Which lines of the data contain the string "plate"? Show each of them.

^^^^^^^^

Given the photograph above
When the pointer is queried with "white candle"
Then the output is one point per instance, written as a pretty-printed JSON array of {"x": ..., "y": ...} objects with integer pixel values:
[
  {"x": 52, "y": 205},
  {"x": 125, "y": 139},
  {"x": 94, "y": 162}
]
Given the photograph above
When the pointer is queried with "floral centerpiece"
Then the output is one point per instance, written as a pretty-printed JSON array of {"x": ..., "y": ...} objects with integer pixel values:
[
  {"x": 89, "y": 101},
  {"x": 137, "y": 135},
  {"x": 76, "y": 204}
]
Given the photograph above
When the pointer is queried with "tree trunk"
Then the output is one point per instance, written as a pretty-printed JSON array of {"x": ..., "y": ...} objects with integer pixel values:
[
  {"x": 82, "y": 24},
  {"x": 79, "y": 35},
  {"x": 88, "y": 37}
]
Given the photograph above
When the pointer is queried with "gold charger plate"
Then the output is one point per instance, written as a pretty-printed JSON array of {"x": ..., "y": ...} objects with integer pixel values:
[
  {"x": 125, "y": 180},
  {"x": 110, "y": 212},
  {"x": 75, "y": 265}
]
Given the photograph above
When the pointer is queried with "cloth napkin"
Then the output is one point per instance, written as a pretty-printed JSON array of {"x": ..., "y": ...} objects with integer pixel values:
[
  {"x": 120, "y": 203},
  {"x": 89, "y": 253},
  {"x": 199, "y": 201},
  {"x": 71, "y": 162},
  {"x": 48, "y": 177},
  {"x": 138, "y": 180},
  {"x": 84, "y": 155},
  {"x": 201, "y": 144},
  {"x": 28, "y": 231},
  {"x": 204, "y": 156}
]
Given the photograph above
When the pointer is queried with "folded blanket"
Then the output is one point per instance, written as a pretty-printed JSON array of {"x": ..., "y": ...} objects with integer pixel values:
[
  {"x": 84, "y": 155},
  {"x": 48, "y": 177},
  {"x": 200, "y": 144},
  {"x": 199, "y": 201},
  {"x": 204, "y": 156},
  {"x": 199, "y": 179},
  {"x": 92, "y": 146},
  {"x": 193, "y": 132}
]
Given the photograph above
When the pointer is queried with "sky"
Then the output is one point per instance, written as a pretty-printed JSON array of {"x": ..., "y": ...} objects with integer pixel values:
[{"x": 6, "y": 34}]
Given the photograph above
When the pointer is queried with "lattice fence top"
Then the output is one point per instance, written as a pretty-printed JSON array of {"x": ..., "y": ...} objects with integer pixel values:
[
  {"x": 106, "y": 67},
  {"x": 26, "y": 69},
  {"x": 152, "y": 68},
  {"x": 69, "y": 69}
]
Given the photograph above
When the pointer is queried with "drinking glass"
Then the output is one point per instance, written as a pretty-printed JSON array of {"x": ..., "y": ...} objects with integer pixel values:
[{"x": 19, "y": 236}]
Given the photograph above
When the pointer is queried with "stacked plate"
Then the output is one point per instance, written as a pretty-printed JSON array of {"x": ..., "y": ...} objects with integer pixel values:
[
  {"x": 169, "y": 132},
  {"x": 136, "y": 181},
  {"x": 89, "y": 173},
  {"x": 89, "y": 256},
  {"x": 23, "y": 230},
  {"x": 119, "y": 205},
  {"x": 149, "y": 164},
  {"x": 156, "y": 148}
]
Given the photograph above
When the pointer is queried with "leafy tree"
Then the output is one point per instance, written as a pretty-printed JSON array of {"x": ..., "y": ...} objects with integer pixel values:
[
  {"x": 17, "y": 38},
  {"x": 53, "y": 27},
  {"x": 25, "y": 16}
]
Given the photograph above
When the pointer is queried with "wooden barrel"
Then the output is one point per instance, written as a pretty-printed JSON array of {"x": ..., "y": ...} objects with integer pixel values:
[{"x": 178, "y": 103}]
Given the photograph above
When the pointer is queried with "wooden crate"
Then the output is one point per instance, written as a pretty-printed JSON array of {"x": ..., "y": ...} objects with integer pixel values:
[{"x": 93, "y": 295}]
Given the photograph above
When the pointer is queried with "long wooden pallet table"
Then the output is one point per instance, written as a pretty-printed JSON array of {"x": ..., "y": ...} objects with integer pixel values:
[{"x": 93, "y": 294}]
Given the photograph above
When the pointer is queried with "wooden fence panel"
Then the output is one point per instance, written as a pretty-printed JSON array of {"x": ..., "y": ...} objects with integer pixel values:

^^^^^^^^

## ANSWER TO THE EXERCISE
When the pointer is queried with "gold charger plate"
When the pointer is queried with "stacked plate"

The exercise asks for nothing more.